## TASK TO COMPLETE
In the article below about Jirel of Joiry, which story also featured Northwest Smith?

## READING PASSAGE
Jirel of Joiry is a fictional character created by American writer C. L. Moore, who appeared in a series of sword and sorcery stories published first in the pulp magazine Weird Tales.

==The character==
Jirel is the proud, tough, arrogant and beautiful ruler of her own domain, Joiry; somewhere in late medieval France. "Quest of the Starstone", says that she lived circa 1500 CE. Her adventures continually involve her in dangerous brushes with the supernatural. In her afterword to the collection The Best of C. L. Moore, the author stated that Jirel and her earlier creation Shambleau, both represented idealized images of herself.

==Significance==
These stories are among the first to show the influence of Robert E. Howard on sword and sorcery, and among the first sword and sorcery stories of any kind. They also introduced a female protagonist to the genre.

== Stories ==
- C. L. Moore, "The Black God's Kiss", Weird Tales, 24.4 (October 1934), pp. 402–21
- C. L. Moore, "Black God's Shadow", Weird Tales, 24.6 (December 1934), pp. 701–18
- C. L. Moore, "Jirel Meets Magic", Weird Tales, 26.1 (July 1935), pp. 30–53
- C. L. Moore, "The Dark Land", Weird Tales, 27.1 (January 1936), pp. 53–71
- C. L. Moore and Henry Kuttner, "Quest of the Starstone", Weird Tales, 30.5 (November 1937), pp. 556–75. (This story also featured Moore's other series character, the future space adventurer Northwest Smith.)
- C. L. Moore, "Hellsgarde", Weird Tales, 33.4 (April 1939), pp. 37–60.

==Continuation by other writers==
In 2024, "Jirel and the Mirror of Truth" by Molly Tanzer, appeared in the third issue of New Edge Sword and Sorcery. This was written with the permission of Moore's estate.

== Reception ==
She has been described as one of the first strong female characters in fantasy and "the world's first female sword-and-sorcery hero". Despite being a female character, her masculine traits have led to her being analyzed in the context of gender bending fiction.

== Bibliography ==
- Moore, C. L. (1969). "Jirel of Joiry"
  - Moore, C. L. (1996). "Jirel of Joiry"
- Moore, C. L. (2002). "Black Gods and Scarlet Dreams". This collects all of the Jirel stories and the majority of stories featuring Northwest Smith.
- Moore, C. L. (2002). "Black God's Kiss".

## DATA TO EXAMINE

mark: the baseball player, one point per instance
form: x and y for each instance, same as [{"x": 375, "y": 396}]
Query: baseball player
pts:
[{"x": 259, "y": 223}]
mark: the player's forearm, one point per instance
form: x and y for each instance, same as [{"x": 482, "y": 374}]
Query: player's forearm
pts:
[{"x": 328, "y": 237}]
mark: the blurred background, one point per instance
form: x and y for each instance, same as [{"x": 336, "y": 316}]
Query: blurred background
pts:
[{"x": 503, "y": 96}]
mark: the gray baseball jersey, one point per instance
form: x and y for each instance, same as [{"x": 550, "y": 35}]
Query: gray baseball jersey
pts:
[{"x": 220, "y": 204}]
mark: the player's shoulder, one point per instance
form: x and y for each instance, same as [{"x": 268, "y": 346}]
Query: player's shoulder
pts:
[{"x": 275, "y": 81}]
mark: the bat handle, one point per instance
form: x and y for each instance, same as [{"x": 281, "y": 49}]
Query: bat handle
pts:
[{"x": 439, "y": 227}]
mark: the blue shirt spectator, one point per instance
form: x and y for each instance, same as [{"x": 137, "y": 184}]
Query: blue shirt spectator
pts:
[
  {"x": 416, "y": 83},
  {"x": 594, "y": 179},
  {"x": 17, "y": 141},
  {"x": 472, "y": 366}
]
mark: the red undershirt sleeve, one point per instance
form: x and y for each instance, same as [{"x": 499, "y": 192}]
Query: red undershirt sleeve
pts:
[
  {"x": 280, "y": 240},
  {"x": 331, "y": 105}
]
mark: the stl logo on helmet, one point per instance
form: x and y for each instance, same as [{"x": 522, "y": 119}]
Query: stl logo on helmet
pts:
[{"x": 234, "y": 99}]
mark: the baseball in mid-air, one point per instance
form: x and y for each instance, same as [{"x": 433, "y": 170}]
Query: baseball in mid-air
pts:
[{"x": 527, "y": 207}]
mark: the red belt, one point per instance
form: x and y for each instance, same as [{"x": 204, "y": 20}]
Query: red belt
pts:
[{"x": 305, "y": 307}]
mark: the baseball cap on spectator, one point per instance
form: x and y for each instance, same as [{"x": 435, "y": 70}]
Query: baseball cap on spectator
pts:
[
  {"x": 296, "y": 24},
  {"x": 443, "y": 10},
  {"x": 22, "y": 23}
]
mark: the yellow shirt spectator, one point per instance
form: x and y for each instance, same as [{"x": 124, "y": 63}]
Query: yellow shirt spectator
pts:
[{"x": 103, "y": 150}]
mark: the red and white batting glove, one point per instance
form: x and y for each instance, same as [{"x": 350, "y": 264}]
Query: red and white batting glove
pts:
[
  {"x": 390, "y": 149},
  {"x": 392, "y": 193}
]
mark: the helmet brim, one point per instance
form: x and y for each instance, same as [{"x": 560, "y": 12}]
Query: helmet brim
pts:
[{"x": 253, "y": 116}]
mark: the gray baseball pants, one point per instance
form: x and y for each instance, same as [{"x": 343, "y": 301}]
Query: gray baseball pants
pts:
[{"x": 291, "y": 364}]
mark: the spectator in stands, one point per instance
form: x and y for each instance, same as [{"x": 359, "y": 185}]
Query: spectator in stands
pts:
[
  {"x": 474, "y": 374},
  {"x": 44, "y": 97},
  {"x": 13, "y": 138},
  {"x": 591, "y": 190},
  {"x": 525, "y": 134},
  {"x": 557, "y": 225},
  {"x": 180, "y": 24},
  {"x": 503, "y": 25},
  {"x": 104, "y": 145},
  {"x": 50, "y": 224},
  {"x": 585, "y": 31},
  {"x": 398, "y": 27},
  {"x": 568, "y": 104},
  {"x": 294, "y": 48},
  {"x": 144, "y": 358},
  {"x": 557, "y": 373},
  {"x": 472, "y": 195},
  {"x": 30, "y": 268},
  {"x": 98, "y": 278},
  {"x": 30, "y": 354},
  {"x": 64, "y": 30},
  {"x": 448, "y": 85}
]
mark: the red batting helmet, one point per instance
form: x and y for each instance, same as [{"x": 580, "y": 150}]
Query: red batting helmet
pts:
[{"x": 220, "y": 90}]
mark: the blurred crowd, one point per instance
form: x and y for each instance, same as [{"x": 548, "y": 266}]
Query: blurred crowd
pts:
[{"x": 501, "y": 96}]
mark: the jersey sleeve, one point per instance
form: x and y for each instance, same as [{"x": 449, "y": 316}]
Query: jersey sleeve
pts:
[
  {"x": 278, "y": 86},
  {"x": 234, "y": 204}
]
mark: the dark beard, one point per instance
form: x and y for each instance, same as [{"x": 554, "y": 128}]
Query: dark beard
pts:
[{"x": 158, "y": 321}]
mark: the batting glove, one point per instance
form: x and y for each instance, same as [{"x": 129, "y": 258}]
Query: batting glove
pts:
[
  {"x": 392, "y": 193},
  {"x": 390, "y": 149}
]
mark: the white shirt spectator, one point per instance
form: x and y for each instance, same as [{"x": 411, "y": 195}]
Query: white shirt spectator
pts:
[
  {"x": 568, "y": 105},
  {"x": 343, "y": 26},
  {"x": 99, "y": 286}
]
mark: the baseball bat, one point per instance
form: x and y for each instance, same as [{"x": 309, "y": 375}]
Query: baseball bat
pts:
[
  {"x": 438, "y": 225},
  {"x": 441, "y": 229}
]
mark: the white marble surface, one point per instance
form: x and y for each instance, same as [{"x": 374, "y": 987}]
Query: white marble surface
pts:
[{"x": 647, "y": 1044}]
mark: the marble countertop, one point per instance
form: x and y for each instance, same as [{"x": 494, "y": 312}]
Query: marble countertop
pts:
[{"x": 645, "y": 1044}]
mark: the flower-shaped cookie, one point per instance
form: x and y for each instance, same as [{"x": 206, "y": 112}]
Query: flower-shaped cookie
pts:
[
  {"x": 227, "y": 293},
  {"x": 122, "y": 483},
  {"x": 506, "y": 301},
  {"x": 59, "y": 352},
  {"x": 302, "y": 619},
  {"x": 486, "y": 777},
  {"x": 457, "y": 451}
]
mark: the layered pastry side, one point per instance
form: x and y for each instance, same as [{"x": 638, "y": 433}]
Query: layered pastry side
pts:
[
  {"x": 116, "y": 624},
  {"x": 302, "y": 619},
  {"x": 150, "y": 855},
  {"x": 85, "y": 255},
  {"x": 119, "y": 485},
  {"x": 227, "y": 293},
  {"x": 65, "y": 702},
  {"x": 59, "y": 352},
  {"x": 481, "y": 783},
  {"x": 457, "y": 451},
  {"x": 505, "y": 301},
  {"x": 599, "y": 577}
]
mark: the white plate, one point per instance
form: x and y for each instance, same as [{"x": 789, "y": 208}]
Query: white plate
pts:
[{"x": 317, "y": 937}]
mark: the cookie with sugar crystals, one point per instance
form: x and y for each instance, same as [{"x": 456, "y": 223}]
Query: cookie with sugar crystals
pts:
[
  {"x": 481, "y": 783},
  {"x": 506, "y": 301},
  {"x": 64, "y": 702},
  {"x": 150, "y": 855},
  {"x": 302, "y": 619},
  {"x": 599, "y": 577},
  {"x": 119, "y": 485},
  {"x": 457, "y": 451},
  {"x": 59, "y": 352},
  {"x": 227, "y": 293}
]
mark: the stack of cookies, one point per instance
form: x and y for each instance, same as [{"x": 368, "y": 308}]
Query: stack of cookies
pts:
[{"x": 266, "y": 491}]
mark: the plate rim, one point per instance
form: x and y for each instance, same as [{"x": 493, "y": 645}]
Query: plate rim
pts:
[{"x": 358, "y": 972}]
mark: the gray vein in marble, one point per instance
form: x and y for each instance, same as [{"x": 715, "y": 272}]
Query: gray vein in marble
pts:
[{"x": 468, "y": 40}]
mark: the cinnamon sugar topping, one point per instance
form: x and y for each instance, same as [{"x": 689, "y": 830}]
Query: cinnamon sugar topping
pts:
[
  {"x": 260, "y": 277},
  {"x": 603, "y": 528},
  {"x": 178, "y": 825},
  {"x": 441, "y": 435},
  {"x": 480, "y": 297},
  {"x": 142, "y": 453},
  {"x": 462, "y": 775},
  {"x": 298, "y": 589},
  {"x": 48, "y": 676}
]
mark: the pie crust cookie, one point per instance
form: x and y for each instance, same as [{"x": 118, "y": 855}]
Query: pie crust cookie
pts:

## SOLUTION
"Quest of the Starstone"